**What is needed:**
Find every line in the records below that contains "gift", and copy it.

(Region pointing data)
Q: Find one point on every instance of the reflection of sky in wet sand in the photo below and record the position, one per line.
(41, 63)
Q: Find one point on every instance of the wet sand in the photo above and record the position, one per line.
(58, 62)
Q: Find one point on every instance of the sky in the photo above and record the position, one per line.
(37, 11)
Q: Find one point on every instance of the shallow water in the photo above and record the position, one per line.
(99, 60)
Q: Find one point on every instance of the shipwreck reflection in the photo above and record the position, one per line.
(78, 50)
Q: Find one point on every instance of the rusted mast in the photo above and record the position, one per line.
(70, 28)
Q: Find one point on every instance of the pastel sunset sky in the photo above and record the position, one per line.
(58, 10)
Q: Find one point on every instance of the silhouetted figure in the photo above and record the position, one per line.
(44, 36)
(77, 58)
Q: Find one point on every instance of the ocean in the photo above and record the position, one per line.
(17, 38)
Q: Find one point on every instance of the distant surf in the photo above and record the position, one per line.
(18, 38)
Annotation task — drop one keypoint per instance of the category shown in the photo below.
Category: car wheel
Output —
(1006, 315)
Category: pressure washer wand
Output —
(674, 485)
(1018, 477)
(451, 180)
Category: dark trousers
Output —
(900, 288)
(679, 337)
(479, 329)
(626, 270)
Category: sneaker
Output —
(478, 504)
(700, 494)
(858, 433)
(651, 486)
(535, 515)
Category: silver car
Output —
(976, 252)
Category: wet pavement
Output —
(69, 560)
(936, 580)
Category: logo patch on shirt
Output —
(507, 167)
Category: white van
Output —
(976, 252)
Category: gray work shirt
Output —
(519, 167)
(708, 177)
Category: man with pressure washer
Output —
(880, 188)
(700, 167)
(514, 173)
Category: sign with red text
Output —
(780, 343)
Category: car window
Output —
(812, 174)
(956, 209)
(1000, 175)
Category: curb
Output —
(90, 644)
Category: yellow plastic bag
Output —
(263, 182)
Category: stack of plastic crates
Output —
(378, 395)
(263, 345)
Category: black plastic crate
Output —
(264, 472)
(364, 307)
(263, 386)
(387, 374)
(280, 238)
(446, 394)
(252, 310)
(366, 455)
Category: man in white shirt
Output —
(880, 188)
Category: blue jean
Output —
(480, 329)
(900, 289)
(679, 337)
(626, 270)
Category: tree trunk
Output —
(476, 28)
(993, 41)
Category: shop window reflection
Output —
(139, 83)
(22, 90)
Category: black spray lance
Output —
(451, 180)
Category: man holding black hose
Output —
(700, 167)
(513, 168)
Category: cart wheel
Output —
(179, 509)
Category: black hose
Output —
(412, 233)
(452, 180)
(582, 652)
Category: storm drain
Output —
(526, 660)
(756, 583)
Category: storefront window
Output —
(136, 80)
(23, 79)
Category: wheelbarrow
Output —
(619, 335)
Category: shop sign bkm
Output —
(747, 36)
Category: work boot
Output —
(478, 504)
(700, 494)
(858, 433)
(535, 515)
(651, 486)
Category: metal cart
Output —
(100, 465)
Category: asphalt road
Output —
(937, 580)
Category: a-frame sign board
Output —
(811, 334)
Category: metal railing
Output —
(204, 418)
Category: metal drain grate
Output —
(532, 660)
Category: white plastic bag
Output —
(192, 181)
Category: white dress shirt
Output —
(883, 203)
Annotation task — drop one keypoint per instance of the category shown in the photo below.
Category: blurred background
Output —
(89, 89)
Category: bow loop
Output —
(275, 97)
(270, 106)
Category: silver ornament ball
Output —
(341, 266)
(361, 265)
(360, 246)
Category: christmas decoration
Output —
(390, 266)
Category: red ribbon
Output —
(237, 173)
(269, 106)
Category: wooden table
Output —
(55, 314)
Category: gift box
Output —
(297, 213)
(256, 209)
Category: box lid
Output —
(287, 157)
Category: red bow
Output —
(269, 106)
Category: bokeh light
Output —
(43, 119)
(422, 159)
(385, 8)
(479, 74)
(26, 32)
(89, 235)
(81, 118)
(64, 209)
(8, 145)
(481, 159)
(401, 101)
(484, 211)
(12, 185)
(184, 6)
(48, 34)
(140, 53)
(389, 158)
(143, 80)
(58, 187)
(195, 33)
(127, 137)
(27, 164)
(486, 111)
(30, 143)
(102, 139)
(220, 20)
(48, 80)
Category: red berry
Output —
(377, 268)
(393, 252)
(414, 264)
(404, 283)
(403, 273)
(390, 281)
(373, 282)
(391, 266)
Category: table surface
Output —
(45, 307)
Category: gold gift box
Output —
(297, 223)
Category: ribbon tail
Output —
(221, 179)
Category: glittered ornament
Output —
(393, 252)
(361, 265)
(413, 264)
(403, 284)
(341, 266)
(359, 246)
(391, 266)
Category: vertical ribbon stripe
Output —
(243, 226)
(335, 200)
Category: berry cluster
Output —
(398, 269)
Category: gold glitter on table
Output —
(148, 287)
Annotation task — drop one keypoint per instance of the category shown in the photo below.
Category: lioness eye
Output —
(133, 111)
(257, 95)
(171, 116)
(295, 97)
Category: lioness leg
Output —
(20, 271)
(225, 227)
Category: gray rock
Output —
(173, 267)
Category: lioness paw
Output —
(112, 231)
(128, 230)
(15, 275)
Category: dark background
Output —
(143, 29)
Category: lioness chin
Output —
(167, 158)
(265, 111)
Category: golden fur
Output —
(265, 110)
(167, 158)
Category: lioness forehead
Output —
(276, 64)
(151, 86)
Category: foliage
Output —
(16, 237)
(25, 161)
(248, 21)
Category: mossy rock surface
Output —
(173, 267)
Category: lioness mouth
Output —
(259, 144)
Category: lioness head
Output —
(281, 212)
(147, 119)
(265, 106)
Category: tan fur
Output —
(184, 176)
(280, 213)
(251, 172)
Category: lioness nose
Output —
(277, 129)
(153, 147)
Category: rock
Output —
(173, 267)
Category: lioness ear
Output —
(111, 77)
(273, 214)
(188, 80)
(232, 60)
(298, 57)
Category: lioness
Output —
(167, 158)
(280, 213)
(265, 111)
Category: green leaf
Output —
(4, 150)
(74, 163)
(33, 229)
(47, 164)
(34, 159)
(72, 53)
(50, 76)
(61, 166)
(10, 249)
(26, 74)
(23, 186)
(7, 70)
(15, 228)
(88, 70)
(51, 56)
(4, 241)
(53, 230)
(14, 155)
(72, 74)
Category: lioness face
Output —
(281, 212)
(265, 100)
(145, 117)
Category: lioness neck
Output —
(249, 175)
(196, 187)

==

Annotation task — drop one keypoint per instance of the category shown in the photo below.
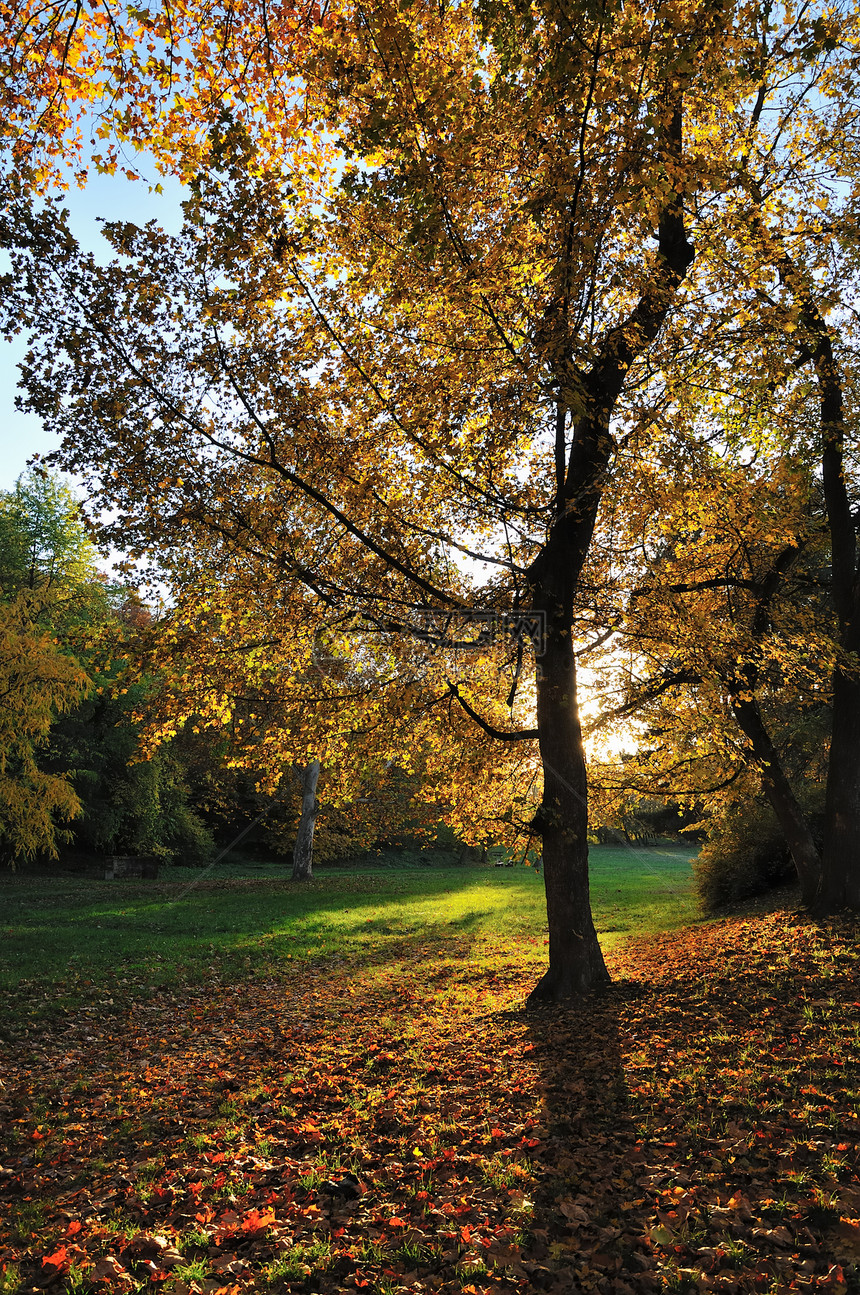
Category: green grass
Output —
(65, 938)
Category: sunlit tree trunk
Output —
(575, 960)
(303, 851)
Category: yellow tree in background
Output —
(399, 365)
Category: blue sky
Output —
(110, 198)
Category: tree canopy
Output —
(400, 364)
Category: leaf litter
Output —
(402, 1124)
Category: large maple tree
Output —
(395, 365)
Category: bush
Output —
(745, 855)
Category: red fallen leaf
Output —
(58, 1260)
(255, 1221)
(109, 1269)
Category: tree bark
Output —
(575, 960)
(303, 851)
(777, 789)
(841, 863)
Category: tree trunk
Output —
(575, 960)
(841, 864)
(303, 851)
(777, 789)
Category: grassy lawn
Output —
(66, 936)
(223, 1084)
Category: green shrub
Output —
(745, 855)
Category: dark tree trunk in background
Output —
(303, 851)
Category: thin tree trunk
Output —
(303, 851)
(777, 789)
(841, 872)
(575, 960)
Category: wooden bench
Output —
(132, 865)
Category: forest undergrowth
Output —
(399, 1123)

**Completed exercise:**
Category: gift box
Category: gold gift box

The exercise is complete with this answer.